Gather every line of the entries below that contains the string "woman", and copy each one out. Case counts.

● **Provided information**:

- - -

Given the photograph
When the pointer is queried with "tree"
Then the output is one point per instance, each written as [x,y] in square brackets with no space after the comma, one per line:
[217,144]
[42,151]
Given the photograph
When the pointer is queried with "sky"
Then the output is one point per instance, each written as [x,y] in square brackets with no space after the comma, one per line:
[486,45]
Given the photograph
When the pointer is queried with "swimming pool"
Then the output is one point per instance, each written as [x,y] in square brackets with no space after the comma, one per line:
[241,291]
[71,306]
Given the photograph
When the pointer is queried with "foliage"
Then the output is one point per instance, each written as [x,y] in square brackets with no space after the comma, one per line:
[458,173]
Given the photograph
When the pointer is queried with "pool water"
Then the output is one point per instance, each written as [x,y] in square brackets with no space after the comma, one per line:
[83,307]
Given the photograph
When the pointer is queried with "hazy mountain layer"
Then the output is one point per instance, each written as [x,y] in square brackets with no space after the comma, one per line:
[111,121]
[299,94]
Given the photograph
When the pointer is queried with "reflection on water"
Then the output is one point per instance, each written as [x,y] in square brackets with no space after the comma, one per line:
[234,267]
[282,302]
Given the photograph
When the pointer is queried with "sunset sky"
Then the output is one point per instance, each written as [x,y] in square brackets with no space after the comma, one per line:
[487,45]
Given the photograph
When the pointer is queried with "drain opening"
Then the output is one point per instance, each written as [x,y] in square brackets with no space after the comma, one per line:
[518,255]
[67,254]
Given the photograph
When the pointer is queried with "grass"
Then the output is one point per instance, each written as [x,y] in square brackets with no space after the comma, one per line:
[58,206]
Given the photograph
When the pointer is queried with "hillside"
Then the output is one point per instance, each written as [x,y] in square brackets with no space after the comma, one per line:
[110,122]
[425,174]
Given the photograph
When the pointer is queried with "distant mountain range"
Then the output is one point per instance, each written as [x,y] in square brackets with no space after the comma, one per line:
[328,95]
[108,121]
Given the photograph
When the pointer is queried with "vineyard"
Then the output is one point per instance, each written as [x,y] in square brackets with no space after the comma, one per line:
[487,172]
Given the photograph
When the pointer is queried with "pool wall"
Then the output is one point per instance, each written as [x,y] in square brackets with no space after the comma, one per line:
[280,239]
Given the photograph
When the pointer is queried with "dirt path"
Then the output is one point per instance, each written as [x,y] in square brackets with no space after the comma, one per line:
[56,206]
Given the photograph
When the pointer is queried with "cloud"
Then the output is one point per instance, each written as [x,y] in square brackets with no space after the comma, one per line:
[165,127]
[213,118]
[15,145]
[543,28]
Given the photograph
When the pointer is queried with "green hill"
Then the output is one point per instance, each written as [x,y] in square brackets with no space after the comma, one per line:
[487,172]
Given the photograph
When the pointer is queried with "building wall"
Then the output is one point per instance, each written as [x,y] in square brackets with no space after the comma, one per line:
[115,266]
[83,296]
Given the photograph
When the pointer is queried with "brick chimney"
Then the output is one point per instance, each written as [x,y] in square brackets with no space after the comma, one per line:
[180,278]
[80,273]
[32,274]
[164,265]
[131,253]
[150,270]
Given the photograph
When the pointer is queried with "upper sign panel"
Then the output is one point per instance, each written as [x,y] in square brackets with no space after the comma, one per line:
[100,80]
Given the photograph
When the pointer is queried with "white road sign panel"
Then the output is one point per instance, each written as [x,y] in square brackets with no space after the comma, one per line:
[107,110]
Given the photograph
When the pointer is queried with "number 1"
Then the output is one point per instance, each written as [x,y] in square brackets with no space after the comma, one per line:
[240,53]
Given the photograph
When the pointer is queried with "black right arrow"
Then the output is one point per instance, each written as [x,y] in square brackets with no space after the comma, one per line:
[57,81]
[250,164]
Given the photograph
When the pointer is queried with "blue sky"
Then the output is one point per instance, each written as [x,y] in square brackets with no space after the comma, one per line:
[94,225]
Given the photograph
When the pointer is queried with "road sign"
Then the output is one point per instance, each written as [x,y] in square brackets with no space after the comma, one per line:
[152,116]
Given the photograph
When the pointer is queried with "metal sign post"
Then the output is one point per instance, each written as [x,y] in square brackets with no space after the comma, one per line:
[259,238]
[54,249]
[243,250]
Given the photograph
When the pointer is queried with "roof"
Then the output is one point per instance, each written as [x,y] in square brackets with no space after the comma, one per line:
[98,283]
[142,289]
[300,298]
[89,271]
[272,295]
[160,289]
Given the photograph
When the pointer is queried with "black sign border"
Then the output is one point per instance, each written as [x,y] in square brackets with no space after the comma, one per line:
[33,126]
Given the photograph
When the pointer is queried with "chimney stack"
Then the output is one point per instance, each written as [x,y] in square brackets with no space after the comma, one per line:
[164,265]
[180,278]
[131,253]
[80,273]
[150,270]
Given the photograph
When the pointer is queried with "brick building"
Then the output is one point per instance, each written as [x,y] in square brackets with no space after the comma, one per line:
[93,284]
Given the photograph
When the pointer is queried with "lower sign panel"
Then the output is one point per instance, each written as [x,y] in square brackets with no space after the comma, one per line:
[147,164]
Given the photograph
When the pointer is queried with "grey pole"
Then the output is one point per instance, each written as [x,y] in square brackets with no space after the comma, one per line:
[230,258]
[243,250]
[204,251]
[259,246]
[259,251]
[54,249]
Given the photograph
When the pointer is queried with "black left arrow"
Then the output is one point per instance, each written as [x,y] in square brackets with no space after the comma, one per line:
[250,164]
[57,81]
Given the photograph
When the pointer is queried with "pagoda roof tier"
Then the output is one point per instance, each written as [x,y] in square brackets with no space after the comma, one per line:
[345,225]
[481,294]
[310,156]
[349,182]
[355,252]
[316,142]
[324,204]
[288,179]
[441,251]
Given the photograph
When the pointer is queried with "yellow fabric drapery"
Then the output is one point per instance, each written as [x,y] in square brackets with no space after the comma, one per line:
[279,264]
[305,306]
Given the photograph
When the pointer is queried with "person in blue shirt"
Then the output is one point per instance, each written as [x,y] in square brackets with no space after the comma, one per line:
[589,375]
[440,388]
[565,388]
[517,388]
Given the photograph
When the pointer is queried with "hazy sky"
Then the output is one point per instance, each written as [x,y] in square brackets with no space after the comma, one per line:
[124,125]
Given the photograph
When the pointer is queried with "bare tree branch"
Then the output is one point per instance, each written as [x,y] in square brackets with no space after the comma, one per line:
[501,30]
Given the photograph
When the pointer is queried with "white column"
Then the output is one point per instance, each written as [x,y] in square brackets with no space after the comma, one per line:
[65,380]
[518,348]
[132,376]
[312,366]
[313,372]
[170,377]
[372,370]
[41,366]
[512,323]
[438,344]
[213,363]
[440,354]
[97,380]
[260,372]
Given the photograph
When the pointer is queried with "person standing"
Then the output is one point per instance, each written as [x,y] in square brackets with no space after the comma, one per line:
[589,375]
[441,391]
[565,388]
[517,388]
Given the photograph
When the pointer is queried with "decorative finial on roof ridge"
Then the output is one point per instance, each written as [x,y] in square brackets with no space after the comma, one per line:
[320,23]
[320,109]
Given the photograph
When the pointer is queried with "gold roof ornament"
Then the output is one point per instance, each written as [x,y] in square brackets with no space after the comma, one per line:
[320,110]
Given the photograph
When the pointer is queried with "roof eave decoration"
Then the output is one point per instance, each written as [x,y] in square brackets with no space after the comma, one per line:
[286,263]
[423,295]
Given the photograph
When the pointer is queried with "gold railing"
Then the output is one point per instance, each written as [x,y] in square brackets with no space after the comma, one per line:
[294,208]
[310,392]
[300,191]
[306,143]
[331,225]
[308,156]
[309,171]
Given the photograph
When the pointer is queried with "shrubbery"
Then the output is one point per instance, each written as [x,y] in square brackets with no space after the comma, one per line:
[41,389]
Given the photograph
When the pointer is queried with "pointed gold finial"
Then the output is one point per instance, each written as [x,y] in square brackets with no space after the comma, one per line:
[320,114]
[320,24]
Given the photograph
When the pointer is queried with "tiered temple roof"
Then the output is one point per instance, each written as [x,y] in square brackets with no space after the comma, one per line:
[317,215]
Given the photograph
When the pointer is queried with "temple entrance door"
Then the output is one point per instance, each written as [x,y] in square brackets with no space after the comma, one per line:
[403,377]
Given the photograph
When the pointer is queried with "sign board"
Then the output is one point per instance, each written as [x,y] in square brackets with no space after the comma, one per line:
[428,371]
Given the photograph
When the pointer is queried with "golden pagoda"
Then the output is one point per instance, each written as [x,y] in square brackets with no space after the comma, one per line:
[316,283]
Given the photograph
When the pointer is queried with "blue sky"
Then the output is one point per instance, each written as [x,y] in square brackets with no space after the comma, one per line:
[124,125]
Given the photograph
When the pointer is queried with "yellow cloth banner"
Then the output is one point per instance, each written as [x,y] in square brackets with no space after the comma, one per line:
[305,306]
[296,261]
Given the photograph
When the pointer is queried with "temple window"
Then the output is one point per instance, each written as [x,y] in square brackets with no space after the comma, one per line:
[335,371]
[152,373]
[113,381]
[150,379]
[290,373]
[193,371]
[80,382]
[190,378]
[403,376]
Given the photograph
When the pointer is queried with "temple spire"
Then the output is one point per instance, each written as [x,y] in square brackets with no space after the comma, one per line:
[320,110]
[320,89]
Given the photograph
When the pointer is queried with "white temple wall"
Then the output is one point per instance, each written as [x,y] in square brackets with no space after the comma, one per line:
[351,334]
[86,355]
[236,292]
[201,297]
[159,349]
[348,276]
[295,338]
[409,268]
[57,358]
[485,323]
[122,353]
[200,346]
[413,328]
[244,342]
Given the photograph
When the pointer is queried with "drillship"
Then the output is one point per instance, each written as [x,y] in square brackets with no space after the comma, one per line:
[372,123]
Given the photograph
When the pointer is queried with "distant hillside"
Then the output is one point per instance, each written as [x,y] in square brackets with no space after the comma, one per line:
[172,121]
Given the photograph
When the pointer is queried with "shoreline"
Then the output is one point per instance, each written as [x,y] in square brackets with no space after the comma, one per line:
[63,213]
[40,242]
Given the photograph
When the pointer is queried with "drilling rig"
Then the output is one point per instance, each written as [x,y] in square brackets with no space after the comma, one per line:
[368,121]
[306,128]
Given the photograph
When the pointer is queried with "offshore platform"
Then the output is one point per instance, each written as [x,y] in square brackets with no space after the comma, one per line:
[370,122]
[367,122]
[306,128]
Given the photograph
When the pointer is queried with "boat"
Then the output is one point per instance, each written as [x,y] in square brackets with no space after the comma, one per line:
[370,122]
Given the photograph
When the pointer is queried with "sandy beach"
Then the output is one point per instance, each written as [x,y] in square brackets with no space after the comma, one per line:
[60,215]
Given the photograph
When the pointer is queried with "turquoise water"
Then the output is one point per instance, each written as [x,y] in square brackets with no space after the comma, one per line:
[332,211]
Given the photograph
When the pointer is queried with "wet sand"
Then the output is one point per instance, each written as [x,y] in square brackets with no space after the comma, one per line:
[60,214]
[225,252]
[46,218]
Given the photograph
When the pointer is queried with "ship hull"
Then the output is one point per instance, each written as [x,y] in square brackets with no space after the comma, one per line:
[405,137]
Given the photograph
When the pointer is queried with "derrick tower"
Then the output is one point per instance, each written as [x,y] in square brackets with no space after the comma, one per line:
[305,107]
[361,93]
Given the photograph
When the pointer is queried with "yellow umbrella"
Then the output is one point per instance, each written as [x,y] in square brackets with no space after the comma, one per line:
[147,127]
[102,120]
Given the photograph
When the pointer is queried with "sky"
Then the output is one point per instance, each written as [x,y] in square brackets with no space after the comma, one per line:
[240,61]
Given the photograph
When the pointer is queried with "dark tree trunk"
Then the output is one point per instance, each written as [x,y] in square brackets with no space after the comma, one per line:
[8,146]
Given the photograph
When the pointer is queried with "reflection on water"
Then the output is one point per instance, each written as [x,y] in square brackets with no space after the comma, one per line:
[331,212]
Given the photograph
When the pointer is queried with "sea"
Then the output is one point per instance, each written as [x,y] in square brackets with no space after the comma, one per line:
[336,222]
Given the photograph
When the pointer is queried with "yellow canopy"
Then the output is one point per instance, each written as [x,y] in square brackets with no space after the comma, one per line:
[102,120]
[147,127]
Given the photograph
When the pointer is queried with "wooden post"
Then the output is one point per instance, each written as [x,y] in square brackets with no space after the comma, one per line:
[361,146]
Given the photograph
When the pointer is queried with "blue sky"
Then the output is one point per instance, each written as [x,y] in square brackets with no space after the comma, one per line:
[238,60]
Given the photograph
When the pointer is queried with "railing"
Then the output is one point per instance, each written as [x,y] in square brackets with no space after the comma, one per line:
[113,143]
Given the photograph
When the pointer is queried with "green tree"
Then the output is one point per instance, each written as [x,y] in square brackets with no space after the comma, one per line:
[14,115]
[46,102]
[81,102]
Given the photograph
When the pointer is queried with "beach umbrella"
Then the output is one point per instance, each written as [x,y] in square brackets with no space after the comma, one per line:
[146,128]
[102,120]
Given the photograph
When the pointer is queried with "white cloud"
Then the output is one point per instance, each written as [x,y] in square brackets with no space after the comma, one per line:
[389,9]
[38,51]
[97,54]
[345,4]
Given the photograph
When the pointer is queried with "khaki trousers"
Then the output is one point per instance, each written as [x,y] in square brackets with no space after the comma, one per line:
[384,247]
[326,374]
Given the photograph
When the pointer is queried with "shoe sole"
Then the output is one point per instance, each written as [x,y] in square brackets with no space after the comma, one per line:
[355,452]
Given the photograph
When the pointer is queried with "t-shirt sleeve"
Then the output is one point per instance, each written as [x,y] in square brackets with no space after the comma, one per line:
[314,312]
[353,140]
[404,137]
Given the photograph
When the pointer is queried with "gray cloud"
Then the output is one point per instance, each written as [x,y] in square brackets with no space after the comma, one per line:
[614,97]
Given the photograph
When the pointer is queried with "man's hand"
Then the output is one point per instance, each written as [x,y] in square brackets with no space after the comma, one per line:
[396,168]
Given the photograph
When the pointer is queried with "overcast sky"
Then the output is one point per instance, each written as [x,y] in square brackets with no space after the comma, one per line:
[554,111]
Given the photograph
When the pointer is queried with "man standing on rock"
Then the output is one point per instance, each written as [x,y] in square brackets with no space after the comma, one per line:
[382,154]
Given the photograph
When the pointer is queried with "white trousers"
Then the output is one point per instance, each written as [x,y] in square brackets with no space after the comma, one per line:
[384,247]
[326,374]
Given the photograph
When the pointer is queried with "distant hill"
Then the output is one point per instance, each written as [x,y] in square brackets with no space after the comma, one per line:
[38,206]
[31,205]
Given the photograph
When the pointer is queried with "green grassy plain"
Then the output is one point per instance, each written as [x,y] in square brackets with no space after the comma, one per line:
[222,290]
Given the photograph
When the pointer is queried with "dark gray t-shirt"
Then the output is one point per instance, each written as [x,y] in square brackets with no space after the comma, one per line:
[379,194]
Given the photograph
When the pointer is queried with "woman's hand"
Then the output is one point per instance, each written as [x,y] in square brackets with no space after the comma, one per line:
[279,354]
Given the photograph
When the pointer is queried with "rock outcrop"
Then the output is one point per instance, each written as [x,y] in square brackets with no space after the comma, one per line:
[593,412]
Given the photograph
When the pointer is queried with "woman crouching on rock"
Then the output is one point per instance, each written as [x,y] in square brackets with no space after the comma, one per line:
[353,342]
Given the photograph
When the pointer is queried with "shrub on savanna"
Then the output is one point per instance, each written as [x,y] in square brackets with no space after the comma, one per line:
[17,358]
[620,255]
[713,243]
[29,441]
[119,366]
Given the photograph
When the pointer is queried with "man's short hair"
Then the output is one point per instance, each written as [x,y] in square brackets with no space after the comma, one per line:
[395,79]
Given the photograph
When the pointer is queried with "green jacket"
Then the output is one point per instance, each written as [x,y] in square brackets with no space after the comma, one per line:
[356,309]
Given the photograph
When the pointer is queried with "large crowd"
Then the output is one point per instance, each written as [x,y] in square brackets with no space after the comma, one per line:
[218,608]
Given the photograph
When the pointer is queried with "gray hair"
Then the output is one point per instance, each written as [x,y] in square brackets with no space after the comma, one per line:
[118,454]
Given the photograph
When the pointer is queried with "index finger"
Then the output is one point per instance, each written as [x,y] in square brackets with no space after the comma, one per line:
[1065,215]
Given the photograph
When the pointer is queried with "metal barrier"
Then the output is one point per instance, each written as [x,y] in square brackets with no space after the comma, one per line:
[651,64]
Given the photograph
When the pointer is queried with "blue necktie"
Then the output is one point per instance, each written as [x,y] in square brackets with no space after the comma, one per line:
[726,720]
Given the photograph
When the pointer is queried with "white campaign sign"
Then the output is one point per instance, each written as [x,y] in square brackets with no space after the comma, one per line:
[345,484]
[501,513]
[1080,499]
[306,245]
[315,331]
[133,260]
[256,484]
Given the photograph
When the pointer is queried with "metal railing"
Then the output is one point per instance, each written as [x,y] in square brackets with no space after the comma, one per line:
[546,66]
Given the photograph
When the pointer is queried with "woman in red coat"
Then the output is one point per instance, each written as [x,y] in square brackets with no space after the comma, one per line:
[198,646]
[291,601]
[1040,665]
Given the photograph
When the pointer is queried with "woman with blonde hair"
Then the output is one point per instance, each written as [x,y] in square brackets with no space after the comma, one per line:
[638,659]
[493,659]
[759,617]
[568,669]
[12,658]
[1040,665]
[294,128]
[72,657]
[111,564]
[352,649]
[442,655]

- - -

● **Worked answer**:
When the pointer is queried with "woman's hand"
When the pointer is queried with "woman crouching on rock"
When the pointer is queried with "woman in red coat"
When the pointer is queried with "woman with blonde hair"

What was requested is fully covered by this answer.